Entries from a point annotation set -
--- START ---

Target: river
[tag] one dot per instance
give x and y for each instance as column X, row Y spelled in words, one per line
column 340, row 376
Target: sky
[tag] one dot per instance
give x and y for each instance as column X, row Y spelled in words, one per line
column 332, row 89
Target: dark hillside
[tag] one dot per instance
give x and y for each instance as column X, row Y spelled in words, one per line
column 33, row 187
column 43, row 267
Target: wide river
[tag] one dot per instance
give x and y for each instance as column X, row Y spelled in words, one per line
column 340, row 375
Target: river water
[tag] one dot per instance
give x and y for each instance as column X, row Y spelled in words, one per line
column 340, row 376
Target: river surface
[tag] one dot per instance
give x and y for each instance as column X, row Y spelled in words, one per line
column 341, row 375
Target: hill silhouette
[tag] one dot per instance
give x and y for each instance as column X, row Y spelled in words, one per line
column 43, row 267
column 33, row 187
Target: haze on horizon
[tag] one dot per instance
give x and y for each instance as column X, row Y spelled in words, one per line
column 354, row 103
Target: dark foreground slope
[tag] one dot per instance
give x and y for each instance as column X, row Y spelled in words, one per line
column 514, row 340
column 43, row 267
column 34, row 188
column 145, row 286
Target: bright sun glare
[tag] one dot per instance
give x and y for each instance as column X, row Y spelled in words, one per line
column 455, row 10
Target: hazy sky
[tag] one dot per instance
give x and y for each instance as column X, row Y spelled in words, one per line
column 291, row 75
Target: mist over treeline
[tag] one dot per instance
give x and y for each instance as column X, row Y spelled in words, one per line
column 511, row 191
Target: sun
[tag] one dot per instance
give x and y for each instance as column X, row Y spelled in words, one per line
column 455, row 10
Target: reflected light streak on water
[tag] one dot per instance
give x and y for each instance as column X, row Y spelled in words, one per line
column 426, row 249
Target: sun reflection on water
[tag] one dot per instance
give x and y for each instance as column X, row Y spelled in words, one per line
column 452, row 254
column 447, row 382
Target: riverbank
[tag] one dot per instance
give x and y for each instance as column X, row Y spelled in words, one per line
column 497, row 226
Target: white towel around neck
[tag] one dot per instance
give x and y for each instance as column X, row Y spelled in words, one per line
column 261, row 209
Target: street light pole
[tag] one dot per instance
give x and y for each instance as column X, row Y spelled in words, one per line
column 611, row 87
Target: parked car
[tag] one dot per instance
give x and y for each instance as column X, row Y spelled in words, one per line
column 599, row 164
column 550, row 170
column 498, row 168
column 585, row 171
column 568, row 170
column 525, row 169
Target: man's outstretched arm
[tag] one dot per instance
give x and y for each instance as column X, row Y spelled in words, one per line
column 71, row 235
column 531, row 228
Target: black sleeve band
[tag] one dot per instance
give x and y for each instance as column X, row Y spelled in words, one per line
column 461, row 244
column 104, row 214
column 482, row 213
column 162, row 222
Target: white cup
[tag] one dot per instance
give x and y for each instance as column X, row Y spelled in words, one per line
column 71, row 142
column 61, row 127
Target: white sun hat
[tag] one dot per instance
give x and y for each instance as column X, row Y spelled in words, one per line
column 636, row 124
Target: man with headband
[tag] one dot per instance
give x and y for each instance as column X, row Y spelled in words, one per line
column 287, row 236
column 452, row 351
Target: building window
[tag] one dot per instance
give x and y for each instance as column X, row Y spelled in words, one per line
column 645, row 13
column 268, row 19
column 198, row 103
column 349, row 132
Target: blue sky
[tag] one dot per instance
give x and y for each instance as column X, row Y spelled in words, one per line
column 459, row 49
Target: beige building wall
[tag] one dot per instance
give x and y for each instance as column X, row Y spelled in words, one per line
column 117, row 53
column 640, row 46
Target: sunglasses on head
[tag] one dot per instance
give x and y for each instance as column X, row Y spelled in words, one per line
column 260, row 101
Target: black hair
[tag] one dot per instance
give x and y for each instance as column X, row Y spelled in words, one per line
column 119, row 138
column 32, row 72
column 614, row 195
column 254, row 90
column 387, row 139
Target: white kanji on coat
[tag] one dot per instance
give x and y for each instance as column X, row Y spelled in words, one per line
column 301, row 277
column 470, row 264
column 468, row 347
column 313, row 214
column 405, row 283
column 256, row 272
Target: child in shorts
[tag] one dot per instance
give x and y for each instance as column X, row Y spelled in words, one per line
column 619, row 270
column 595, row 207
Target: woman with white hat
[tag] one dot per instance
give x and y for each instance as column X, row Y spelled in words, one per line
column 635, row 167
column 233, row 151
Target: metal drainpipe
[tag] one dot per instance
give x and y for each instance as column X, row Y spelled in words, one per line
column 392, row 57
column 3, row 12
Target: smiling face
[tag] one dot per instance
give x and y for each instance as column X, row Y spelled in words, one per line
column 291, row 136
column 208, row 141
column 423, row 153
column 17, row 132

--- END ---

Task directions -
Update the rows above by changing every "one dot per instance" to "a single dot for each instance", keeping everything else as it is.

Output for this task -
Target: river
[tag] a single dot for each instance
give x and y for each instance as column X, row Y spelled in words, one per line
column 340, row 376
Target: sky
[tag] a single dot for each instance
give x and y for each instance as column X, row Y spelled in words, one per line
column 332, row 89
Target: dark hillside
[tag] a single dot for each instance
give x and y for each instance as column X, row Y spelled in words, one per line
column 33, row 187
column 43, row 267
Target: wide river
[tag] a single dot for each instance
give x and y for each instance as column X, row Y spelled in words, one per line
column 340, row 375
Target: river water
[tag] a single dot for each instance
give x and y for each instance as column X, row Y spelled in words, one per line
column 340, row 376
Target: river surface
[tag] a single dot for each instance
give x and y for each instance as column X, row Y spelled in words, one per line
column 341, row 375
Target: hill silhouette
[tag] a single dot for each instance
give x and y for each instance as column X, row Y spelled in words, one per line
column 43, row 267
column 33, row 187
Target: haze on horizon
[tag] a single dot for each instance
give x and y for each instance as column X, row Y spelled in words, one per line
column 354, row 103
Target: dark foreground slope
[tag] a single dot for each instance
give x and y for each instance as column X, row Y spelled in words, one per line
column 514, row 340
column 43, row 267
column 34, row 188
column 145, row 286
Target: bright sun glare
[tag] a single dot for each instance
give x and y for each instance as column X, row Y spelled in words, one per line
column 455, row 10
Target: hazy sky
[tag] a single dot for each instance
give x and y for each instance as column X, row Y spelled in words, one per line
column 291, row 75
Target: mist over treeline
[tag] a single dot for each instance
give x and y for each instance as column X, row Y spelled in words, one per line
column 511, row 191
Target: sun
[tag] a single dot for each instance
give x and y for each instance as column X, row Y spelled in words, one per line
column 455, row 10
Target: reflected light streak on water
[tag] a single dot for each instance
give x and y for each instance as column X, row Y spelled in words, one per line
column 426, row 249
Target: sun reflection on water
[tag] a single dot for each instance
give x and y for each instance as column X, row Y spelled in words, one per line
column 452, row 254
column 447, row 382
Target: riverbank
[tag] a single dot for each instance
give x and y for each instance as column X, row Y spelled in words, one per line
column 497, row 226
Target: white towel around neck
[tag] a single dot for each instance
give x and y for each instance as column X, row Y spelled in words, one per line
column 261, row 209
Target: street light pole
[tag] a single dot for each instance
give x and y for each instance as column X, row Y spelled in words, one per line
column 611, row 87
Target: parked car
[tag] a single dot for each instance
give x and y for each instance as column X, row Y spelled in words, one per line
column 599, row 164
column 550, row 170
column 498, row 168
column 585, row 171
column 568, row 170
column 525, row 169
Target: man's outstretched arm
[tag] a single dot for each instance
give x and y for each instance as column X, row Y spelled in words, one per line
column 71, row 235
column 531, row 228
Target: black sleeve band
[tag] a single dot for each instance
give x and y for each instance as column X, row Y spelled in words, one per line
column 461, row 244
column 104, row 214
column 482, row 213
column 162, row 222
Target: white cup
[tag] a single dot for each instance
give x and y for each instance as column X, row Y spelled in words, one per line
column 71, row 142
column 61, row 127
Target: white sun hat
[tag] a single dot for each instance
give x and y for each instance as column X, row Y spelled in words, one per line
column 636, row 124
Target: man with headband
[tag] a single dot for each instance
give x and y for each instance as column X, row Y spelled in words, one per line
column 287, row 236
column 452, row 351
Target: building window
[tag] a single dot for each instance
give x and y for each instance as column X, row Y spelled in words, one per line
column 645, row 13
column 268, row 19
column 198, row 103
column 349, row 132
Target: blue sky
[tag] a single dot for each instance
give x and y for each instance as column X, row Y spelled in words, one per line
column 459, row 49
Target: beige building wall
[tag] a single dot for each instance
give x and y for each instance as column X, row Y spelled in words, one per line
column 117, row 53
column 640, row 46
Target: sunglasses on head
[tag] a single dot for each instance
give x and y for each instance as column X, row Y spelled in words, one per line
column 260, row 101
Target: black hair
[tag] a single dot for each instance
give x and y for each instance as column X, row Y spelled in words, one per line
column 119, row 138
column 32, row 72
column 614, row 195
column 254, row 90
column 387, row 139
Target: white kanji on coat
[tag] a single dot for each instance
give x and y for each instance as column X, row Y spelled in words, one per line
column 301, row 277
column 470, row 264
column 468, row 347
column 313, row 214
column 405, row 283
column 256, row 272
Target: child in shorts
[tag] a single dot for each instance
give x and y for each instance as column X, row Y spelled in words, one per line
column 619, row 270
column 595, row 207
Target: woman with white hat
[tag] a single dot for each instance
give x and y for each instance as column X, row Y spelled in words, one per line
column 635, row 167
column 233, row 151
Target: metal drainpipe
[tag] a single dot for each instance
give x and y for each instance as column X, row Y spelled in words, one per line
column 392, row 57
column 3, row 12
Target: smiling face
[tag] a single dot for each instance
give x and y for each instance as column X, row Y spelled in words, one per line
column 291, row 136
column 208, row 141
column 423, row 153
column 17, row 132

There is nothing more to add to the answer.